_Exercise requirements_: Update the forum post about cramps after IUI, from "I had my first" up to and including "as a comparison.", and replace "tummy" with "abdominal".

_Document passage_:
# Cramps 5 days after IUI - any similar experiences?



## BabyChristie

I had my first IUI procedure on Monday, which went very well with good response to Gonal F and great sperm count from DH. I also used an HCG trigger shot last Saturday night. I've been very tired and emotional all week - like PMS only much worse and way too early of course. I presume this is just a side effect of the HCG shot? 

Today I have been having worsening tummy cramps - since the procedure I have had twinges here and there but now the cramps are low and central, quite painful. Has anyone experienced this at this time? Is it normal for an IUI cycle or could this be something positive?

Sorry to ask - I know that only waiting a week and doing a test will tell me what I want to know - but it would help to hear from others as a comparison.

_Information provided_:
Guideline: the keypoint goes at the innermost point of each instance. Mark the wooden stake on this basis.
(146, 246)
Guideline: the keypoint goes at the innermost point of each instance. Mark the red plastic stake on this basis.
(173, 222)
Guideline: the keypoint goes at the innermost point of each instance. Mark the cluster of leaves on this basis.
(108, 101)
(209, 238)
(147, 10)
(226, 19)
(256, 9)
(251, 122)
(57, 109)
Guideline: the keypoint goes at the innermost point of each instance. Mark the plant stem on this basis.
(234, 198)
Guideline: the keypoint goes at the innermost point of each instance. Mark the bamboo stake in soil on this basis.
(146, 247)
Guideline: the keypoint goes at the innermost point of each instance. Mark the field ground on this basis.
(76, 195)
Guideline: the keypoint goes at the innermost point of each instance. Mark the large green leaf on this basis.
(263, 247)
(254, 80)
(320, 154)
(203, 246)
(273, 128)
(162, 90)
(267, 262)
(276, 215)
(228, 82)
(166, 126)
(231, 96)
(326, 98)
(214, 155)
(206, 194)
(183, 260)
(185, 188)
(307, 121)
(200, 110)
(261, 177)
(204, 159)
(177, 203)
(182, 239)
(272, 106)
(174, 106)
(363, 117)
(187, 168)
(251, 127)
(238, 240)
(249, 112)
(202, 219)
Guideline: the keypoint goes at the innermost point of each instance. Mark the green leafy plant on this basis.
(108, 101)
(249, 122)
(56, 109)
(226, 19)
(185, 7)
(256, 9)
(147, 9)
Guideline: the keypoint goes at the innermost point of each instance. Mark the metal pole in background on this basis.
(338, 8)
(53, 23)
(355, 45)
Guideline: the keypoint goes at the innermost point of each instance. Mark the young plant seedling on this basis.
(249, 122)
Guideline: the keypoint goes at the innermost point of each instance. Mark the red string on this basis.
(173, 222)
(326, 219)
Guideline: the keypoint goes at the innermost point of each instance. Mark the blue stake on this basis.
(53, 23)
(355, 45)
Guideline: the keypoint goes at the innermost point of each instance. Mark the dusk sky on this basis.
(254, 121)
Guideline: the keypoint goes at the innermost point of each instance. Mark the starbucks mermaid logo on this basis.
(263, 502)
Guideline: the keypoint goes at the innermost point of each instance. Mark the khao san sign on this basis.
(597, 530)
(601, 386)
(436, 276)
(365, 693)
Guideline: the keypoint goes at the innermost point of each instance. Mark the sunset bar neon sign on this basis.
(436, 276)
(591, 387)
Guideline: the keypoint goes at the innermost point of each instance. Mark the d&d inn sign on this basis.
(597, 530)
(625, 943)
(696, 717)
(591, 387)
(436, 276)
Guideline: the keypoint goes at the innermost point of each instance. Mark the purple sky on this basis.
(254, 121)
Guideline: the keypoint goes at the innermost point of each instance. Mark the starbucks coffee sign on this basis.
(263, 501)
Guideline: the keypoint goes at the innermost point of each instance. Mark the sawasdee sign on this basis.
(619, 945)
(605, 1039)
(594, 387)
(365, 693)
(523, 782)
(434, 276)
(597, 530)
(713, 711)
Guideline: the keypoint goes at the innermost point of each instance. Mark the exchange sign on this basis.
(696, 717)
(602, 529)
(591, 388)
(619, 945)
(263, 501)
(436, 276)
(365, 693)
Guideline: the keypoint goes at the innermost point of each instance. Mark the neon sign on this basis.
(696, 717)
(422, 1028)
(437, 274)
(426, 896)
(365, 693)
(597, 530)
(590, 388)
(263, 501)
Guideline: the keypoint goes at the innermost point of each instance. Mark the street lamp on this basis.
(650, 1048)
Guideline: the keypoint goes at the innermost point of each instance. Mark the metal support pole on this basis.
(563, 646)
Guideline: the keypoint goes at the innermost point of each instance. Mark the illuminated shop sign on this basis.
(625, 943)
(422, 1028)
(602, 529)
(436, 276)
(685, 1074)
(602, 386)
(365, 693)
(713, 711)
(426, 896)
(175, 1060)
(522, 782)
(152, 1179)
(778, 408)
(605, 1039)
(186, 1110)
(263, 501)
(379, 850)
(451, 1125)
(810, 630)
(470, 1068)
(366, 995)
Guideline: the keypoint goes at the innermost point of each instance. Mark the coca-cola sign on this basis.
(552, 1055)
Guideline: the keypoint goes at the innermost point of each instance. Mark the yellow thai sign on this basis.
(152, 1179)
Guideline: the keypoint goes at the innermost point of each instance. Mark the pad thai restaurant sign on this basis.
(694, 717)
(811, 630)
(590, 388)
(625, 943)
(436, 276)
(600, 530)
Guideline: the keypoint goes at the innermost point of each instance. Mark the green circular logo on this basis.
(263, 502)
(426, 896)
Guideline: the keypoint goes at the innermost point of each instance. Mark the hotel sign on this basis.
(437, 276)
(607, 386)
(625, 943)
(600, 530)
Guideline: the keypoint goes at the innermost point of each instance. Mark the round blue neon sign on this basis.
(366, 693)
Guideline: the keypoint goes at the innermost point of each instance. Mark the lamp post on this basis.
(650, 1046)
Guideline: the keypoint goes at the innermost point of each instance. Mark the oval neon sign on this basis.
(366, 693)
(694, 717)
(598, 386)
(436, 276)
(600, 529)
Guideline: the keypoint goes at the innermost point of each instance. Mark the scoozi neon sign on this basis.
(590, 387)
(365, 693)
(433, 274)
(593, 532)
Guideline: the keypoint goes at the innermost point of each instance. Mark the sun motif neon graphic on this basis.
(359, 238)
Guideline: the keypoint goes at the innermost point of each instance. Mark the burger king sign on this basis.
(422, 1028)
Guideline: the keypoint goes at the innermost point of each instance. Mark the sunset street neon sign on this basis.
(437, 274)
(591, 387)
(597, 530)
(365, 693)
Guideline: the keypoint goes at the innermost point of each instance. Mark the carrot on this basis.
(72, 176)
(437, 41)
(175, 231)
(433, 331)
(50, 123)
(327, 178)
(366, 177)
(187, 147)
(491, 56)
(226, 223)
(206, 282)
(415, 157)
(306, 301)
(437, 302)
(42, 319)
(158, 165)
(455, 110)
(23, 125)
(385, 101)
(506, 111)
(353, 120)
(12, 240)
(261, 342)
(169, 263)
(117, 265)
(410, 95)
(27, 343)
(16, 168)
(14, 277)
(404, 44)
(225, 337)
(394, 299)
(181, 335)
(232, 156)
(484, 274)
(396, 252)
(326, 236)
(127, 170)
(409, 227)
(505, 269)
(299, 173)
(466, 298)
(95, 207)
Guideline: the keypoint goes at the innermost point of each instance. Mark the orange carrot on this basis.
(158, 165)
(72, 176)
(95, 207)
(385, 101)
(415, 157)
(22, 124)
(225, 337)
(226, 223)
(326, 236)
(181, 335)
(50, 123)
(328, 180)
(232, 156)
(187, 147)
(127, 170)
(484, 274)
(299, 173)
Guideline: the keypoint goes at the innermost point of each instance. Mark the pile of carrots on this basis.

_Solution to the exercise_:
I had my first IUI procedure on Monday, which went very well with good response to Gonal F and great sperm count from DH. I also used an HCG trigger shot last Saturday night. I've been very tired and emotional all week - like PMS only much worse and way too early of course. I presume this is just a side effect of the HCG shot? 

Today I have been having worsening abdominal cramps - since the procedure I have had twinges here and there but now the cramps are low and central, quite painful. Has anyone experienced this at this time? Is it normal for an IUI cycle or could this be something positive?

Sorry to ask - I know that only waiting a week and doing a test will tell me what I want to know - but it would help to hear from others as a comparison.